### [WHAT YOU ARE ASKED TO DO]
Please pick out every line in the rows below that contains the word "road" and copy each of those lines.

Entries drawn from a collection
##############################
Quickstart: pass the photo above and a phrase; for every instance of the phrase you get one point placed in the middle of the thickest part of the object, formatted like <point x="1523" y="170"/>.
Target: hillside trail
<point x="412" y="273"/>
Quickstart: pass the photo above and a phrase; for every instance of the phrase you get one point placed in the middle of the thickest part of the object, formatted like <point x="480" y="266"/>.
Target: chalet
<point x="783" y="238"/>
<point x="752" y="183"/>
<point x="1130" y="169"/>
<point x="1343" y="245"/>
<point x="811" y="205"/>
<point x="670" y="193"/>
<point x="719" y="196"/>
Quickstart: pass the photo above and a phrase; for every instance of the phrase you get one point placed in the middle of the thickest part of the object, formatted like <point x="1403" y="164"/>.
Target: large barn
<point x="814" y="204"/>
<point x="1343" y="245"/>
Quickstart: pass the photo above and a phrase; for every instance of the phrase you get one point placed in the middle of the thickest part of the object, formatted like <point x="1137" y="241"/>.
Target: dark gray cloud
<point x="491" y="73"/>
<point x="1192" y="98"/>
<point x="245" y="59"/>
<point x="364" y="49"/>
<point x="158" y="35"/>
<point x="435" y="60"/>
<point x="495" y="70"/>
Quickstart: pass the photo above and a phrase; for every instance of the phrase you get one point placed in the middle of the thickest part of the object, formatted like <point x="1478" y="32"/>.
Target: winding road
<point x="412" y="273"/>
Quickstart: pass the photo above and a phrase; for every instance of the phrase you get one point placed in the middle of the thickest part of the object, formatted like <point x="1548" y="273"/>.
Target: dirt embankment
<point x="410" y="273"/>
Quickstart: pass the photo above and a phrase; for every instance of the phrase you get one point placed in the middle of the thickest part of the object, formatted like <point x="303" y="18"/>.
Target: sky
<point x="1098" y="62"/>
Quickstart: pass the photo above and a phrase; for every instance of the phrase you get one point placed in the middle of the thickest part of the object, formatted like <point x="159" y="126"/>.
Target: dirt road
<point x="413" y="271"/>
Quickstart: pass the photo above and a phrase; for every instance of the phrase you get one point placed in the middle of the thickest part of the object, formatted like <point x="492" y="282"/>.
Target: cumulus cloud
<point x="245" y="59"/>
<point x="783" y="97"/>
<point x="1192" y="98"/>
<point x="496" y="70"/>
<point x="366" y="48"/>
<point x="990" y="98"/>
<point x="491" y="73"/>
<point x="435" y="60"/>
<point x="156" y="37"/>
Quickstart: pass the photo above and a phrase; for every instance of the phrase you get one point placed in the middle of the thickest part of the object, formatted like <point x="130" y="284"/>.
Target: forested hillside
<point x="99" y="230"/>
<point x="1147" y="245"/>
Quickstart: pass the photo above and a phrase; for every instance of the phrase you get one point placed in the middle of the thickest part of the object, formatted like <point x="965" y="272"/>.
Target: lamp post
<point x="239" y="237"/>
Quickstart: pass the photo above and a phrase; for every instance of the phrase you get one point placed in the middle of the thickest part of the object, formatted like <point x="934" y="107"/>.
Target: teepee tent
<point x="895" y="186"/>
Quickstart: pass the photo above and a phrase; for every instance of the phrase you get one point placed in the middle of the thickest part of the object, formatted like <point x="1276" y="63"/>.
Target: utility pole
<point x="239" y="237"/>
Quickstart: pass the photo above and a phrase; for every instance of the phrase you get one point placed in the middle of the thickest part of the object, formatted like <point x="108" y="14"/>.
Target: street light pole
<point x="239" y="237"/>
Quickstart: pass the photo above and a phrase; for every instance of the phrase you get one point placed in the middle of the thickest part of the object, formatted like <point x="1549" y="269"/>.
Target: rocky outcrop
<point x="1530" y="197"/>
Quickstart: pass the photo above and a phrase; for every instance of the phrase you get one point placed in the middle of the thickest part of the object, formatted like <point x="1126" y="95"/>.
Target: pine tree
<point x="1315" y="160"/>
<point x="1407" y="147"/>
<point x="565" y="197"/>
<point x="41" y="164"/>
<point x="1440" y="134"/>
##############################
### [TASK RESPONSE]
Target: winding road
Target: dirt road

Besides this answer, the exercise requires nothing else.